◆ What the task asks ◆
Please state how many lines in the rows below contain the string "black", matching case exactly, and give only the number.

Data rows
————————
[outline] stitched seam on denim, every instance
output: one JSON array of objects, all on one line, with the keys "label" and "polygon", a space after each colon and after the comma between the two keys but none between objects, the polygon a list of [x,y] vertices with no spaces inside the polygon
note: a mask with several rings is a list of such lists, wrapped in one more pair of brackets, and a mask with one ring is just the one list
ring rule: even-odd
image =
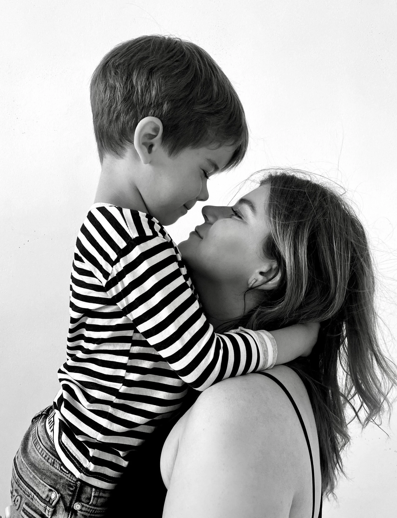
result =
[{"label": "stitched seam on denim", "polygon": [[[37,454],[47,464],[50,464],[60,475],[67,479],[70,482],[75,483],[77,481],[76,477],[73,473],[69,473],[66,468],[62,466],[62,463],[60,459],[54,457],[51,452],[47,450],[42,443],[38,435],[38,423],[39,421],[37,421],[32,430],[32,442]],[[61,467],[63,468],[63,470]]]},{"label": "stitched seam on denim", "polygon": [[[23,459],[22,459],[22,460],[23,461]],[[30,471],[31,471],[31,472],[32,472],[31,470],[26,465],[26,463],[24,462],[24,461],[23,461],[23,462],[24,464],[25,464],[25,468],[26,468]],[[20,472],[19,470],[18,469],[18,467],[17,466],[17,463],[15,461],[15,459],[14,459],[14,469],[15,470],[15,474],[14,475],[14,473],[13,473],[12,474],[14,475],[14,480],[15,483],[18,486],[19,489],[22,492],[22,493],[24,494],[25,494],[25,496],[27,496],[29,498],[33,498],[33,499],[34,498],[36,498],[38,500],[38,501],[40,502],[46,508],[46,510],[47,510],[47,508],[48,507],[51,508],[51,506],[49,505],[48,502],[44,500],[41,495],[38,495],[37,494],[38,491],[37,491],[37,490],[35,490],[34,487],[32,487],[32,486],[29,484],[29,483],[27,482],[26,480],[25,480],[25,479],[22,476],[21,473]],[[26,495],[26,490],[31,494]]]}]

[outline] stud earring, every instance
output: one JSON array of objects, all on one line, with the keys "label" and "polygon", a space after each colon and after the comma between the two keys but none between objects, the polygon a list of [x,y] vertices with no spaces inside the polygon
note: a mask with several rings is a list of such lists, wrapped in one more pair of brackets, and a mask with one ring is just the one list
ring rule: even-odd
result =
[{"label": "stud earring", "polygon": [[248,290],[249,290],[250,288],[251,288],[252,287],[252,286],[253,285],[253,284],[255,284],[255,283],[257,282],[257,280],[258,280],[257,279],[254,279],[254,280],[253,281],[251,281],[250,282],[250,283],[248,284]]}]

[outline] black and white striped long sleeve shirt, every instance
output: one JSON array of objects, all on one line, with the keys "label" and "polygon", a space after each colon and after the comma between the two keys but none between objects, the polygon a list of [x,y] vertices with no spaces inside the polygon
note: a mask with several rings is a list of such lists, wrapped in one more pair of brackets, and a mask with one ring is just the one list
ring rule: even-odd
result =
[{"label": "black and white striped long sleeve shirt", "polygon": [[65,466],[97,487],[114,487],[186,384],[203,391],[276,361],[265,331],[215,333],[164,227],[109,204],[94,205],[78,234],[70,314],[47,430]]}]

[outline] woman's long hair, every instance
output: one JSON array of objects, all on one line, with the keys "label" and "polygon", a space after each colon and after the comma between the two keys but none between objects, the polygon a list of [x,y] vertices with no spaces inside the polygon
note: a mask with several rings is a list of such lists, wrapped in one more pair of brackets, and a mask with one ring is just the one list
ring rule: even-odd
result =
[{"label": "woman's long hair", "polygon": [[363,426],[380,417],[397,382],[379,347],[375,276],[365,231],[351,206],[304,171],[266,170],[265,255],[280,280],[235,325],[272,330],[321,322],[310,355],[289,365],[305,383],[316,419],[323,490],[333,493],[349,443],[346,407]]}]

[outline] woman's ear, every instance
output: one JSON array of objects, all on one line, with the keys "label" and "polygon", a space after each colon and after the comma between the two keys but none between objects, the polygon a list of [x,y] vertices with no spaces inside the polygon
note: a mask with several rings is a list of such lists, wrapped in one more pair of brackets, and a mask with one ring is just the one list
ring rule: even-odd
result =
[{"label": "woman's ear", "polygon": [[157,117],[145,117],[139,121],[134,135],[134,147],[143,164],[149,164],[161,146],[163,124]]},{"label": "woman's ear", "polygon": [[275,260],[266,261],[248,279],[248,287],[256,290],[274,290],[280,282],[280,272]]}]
————————
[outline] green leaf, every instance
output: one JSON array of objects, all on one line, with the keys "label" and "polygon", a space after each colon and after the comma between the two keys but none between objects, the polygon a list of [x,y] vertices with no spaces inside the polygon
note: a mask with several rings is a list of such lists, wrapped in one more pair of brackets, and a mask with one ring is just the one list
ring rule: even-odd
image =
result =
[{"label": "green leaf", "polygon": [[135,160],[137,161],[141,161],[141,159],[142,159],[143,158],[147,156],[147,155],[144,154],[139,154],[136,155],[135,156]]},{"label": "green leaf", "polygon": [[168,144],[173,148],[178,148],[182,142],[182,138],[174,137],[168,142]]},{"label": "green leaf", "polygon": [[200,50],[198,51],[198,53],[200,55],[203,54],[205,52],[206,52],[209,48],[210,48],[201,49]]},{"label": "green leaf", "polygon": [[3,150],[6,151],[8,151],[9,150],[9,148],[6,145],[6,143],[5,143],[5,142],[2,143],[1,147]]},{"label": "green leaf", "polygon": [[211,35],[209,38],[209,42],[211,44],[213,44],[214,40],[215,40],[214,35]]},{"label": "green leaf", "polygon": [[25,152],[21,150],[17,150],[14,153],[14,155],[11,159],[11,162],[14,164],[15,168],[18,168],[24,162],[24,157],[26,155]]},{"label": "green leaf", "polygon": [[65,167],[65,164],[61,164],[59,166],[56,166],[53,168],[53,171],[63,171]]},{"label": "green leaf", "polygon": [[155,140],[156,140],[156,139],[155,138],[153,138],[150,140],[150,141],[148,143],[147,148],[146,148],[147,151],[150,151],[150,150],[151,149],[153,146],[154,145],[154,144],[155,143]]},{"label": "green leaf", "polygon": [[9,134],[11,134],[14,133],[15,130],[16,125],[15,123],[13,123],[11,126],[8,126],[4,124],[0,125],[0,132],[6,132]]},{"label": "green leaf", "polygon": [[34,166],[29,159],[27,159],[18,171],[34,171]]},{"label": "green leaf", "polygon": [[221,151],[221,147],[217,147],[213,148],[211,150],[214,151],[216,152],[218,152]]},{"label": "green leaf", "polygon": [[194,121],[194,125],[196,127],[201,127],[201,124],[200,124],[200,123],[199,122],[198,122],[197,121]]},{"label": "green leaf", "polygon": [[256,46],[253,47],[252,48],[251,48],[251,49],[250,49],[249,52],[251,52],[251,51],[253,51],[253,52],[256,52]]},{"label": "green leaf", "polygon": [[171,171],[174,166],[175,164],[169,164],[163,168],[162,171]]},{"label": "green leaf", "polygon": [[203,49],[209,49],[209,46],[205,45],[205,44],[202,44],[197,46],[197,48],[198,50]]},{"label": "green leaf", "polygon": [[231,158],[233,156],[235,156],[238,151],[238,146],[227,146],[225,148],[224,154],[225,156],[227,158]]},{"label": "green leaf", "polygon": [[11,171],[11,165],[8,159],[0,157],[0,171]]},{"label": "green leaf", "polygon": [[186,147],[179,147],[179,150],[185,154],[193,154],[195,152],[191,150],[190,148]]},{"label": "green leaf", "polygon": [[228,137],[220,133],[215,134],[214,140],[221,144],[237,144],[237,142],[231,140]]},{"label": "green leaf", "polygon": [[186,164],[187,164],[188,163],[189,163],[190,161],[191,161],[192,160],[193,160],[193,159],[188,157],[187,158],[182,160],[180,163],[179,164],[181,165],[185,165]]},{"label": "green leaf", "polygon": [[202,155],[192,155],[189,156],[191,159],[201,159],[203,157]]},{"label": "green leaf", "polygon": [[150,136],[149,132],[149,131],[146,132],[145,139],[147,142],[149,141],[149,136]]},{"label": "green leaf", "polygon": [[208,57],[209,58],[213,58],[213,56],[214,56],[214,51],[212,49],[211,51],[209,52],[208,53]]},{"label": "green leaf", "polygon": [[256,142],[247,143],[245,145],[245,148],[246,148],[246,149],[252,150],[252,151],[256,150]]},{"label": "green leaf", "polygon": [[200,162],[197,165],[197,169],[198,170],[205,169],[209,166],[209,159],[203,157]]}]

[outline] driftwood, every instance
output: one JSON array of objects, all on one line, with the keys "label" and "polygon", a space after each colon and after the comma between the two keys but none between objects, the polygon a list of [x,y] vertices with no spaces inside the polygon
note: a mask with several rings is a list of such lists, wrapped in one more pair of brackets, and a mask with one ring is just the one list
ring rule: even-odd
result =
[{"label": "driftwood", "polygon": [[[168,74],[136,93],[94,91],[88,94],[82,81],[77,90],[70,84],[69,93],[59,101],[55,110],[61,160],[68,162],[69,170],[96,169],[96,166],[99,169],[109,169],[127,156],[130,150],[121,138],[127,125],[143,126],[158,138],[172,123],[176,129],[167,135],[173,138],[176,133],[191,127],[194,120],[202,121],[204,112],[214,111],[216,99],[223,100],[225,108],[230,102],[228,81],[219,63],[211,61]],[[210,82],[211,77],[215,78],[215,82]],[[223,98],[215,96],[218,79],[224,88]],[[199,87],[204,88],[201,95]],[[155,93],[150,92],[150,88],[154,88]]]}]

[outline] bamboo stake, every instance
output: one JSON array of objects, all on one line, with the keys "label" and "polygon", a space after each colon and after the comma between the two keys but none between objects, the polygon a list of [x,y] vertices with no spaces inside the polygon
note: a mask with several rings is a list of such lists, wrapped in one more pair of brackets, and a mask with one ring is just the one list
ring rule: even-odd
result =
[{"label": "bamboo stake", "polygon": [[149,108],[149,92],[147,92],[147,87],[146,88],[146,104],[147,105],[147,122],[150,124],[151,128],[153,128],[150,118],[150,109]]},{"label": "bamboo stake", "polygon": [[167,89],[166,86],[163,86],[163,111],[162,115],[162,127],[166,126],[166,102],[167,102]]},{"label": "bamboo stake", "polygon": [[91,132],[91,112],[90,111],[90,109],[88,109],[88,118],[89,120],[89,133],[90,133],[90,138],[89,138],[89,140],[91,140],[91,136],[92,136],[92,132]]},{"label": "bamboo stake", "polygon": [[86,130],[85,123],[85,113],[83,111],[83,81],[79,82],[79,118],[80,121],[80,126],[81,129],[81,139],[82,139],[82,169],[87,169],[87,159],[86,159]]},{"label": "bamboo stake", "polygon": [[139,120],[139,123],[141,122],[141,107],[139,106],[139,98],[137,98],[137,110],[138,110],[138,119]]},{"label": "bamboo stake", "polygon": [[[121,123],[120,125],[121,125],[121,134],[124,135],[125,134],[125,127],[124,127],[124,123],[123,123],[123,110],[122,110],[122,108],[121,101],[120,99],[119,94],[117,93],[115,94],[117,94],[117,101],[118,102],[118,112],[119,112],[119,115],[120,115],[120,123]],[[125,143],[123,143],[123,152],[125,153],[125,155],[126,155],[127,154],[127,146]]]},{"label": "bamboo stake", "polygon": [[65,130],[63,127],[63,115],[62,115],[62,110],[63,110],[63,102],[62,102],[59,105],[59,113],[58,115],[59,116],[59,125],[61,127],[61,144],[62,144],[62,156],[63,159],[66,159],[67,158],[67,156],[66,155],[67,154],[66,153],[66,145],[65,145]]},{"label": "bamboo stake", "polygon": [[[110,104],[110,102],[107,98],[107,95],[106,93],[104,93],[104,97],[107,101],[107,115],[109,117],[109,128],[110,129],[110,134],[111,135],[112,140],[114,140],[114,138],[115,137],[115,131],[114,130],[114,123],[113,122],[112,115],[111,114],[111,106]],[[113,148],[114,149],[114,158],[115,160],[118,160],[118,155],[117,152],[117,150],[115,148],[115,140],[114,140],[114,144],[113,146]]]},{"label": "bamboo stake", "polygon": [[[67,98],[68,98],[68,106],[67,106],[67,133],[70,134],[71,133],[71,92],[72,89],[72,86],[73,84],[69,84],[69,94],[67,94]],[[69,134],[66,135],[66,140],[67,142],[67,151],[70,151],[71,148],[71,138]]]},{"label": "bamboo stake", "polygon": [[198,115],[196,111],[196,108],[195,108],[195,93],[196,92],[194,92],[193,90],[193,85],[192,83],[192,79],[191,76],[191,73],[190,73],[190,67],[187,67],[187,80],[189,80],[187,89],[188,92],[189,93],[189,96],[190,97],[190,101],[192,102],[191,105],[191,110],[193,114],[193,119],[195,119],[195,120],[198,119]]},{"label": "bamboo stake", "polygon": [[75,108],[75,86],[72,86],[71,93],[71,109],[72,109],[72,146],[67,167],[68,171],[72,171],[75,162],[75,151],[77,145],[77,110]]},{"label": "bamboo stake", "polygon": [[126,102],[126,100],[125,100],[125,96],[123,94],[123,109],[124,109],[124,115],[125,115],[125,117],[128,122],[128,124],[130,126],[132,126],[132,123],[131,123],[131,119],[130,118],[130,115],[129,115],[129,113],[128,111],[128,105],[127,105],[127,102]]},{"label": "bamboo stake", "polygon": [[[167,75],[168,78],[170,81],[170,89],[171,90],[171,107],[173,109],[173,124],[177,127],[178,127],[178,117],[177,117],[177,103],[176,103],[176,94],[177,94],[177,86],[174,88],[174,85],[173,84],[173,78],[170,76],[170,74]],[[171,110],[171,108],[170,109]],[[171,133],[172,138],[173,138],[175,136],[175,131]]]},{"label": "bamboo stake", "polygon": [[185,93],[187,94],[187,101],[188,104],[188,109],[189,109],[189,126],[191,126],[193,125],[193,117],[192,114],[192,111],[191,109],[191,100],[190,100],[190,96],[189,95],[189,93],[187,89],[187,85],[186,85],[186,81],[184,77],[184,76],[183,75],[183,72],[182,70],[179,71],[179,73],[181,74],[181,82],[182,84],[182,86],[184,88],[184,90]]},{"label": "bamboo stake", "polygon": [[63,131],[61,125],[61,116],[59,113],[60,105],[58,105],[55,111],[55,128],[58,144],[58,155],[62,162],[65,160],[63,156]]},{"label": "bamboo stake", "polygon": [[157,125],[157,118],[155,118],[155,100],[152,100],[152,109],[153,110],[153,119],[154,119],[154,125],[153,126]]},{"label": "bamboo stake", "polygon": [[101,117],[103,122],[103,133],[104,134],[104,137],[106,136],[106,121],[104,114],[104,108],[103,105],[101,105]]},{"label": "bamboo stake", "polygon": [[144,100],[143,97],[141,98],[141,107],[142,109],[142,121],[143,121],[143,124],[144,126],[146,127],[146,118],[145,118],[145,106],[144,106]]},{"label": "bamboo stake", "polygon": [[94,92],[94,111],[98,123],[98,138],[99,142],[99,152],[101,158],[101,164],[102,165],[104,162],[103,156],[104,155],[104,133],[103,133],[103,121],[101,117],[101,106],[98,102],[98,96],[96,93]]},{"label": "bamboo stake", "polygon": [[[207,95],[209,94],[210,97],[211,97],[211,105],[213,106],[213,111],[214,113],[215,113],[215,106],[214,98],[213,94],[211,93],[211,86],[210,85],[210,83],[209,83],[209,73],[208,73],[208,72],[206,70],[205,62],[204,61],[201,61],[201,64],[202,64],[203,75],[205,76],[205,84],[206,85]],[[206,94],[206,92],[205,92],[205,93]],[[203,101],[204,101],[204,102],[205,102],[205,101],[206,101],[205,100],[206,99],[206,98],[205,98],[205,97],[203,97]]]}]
————————
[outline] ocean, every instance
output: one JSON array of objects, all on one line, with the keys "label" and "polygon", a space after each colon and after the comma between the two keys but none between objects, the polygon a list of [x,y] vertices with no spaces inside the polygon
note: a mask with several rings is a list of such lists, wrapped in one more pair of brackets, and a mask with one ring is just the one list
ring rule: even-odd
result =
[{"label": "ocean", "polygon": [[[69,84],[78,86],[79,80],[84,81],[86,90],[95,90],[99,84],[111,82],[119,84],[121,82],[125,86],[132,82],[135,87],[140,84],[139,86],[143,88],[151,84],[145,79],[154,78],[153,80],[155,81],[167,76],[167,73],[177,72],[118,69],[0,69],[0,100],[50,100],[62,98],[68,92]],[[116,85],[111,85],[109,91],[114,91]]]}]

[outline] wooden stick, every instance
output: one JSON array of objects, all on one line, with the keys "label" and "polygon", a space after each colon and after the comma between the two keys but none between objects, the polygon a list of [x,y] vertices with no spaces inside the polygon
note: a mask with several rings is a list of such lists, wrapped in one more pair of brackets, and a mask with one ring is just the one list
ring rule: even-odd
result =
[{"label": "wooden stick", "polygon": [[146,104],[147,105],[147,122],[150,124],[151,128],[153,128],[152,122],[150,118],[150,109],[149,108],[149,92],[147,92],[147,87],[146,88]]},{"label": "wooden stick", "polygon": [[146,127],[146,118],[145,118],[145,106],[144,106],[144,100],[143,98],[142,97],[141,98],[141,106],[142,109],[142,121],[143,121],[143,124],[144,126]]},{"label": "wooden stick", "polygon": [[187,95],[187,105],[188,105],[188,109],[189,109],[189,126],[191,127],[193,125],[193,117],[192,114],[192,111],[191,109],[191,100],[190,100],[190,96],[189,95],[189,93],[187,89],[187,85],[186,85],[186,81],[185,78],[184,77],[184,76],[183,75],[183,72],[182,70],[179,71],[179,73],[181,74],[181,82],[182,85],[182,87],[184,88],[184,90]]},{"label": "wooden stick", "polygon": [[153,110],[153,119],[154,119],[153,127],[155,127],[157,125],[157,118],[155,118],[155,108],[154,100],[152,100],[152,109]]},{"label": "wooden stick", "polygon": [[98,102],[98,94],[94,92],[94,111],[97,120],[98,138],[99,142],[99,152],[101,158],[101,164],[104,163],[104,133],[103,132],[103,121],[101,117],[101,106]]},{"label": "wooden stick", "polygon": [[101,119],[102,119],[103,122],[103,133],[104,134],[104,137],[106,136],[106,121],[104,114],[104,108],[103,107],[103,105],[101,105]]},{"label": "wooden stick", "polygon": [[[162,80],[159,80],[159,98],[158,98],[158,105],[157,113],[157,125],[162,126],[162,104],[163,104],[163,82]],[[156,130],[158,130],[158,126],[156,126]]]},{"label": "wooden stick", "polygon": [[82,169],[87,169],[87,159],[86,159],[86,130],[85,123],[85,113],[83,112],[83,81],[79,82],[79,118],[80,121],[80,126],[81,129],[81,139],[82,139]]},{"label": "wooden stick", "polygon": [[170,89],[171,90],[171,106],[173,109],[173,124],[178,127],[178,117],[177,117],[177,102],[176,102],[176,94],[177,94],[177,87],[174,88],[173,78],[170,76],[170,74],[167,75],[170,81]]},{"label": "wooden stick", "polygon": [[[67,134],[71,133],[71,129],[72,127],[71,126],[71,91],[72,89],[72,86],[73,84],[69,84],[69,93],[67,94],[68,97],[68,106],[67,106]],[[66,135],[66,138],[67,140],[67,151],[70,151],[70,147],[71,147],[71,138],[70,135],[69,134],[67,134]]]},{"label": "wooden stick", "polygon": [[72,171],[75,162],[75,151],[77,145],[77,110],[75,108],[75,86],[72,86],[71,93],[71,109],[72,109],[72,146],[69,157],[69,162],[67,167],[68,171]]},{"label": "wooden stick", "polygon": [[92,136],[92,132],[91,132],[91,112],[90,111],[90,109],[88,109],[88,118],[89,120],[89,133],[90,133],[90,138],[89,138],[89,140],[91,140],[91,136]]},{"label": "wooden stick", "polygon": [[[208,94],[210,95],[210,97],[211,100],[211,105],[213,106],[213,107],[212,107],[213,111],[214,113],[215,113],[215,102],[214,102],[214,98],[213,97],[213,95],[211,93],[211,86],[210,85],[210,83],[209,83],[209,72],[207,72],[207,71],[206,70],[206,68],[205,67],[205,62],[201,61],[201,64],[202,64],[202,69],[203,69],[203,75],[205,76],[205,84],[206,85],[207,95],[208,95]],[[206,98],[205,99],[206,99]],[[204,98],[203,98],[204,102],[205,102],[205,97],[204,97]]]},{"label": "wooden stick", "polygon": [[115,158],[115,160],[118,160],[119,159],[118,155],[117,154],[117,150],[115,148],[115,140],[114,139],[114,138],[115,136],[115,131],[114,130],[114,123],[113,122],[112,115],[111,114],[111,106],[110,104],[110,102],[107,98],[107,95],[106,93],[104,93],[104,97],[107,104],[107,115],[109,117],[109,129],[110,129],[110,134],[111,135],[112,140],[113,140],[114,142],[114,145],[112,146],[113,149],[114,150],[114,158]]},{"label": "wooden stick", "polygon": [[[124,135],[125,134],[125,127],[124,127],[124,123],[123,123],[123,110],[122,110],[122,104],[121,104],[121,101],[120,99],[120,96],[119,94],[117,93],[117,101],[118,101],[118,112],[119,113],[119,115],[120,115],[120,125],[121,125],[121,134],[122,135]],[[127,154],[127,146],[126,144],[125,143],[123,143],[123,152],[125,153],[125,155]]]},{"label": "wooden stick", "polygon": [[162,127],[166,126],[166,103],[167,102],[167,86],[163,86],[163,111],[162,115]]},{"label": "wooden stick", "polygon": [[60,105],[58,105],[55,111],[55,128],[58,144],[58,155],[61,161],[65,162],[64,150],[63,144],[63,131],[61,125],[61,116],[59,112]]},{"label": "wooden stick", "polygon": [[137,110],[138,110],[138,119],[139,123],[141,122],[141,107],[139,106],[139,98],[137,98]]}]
————————
◆ Correct answer ◆
2